### TEKST ŹRÓDŁOWY
Oscar Piastri potwierdził powrót do formy w Katarze i wygrał kwalifikacje do przedostatniego wyścigu F1 w sezonie 2025. Lando Norris zgarnął P2, ale nie przejechał decydującego kółka. Top 3 uzupełnił Max Verstappen, a na etapie Q1 ponownie odpadł Lewis Hamilton.

Q1

Na końcu alei serwisowej szybko ustawiła się spora kolejka do wyjazdu, a Ocon przekazał inżynierowi, że był o krok od kolizji z Williamsem. Sędziowie poinformowali, że przyjrzą się zachowaniu Albona po sesji.

Po pierwszej serii przejazdów prowadził Piastri przed Russellem i Alonso. Norris był dopiero siódmy, tracąc do lidera aż 0,726 sekundy. W strefie zagrożenia znajdowali się kierowcy Ferrari i Alpine, a także Stroll. Colapinto pozostawał jedynym zawodnikiem bez ustanowionego czasu.

Warunki na torze stale się poprawiały, o czym świadczyły liczne purpurowe sektory. Hadjar objął prowadzenie, a na drugie miejsce awansował Gasly. Wkrótce do gry weszła czołówka, to McLareny zaprezentowały świetne tempo, a minimalnie szybszy okazał się Norris. Verstappen wciąż narzekał za to na podskakiwanie swojego samochodu, a Russell zgłosił dziwne zachowanie układu kierowniczego, choć mimo to wykręcił najlepszy czas, wyłączając duet McLarena.

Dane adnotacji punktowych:
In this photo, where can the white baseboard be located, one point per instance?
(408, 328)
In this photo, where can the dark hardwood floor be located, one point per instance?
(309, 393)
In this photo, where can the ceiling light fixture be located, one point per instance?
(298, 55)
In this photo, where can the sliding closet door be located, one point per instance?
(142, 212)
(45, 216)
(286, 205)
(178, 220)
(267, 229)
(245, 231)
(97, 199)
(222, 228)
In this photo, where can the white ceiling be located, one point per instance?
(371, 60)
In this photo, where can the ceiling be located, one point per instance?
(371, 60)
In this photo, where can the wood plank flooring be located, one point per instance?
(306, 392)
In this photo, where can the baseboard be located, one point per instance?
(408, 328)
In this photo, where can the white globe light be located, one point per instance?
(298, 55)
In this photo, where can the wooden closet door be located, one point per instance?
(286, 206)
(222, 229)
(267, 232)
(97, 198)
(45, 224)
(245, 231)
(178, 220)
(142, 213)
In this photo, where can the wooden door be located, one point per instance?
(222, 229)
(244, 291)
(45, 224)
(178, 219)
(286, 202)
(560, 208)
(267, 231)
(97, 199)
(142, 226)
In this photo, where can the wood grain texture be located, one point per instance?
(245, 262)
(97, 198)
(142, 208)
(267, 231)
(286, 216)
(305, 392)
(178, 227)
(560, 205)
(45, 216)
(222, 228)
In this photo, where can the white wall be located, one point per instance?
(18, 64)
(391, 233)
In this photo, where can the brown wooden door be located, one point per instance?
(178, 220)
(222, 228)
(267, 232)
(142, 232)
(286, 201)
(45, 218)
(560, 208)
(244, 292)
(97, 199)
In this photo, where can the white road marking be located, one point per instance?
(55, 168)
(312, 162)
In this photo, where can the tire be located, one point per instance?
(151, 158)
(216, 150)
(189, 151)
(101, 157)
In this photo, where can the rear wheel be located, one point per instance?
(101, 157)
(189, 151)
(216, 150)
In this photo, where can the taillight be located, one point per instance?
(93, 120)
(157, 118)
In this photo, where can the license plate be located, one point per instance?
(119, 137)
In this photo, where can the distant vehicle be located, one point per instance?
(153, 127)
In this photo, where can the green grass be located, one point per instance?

### DO WYKONANIA
a. Odpowiedz krótko na pytania dotyczące relacji z kwalifikacji w Katarze:
(i) Który kierowca uzupełnił pierwszą trójkę kwalifikacji?
(ii) Kto zajmował drugie i trzecie miejsce po pierwszej serii przejazdów w Q1?
(iii) Który zawodnik jako jedyny pozostawał bez ustanowionego czasu?
b. Kontynuuj relację z kwalifikacji F1 w Katarze, zaczynając od zdania, które następuje po ostatnim zdaniu tekstu.

### ODPOWIEDZI DO ĆWICZEŃ
a.
(i) Max Verstappen.
(ii) Russell był drugi, a Alonso trzeci.
(iii) Colapinto.

b.
Przed kluczowymi próbami pod kreską znajdowali się Lawson, Tsunoda, Ocon, Stroll i Colapinto. Pewnie czuć nie mogli się również kierowcy Ferrari - Hamilton był dopiero dwunasty, a Leclerc piętnasty. Warto zaznaczyć, że czerwone bolidy zużyły w Q1 aż trzy komplety miękkich opon, w tym dwa świeże.

Leclerc bez większych problemów awansował z dziewiątego miejsca, natomiast Hamilton po raz kolejny nie zdołał wejść do Q2. Oprócz Brytyjczyka odpadli Tsunoda, Ocon, Stroll i Colapinto. Gdy wydawało się, że układ czołówki nie ulegnie zmianie, Russell, jadący jako ostatni, objął prowadzenie, wyprzedzając Piastriego o 0,083 sekundy.

Awansu nie uzyskali: Tsunoda, Ocon, Hamilton, Stroll i Colapinto.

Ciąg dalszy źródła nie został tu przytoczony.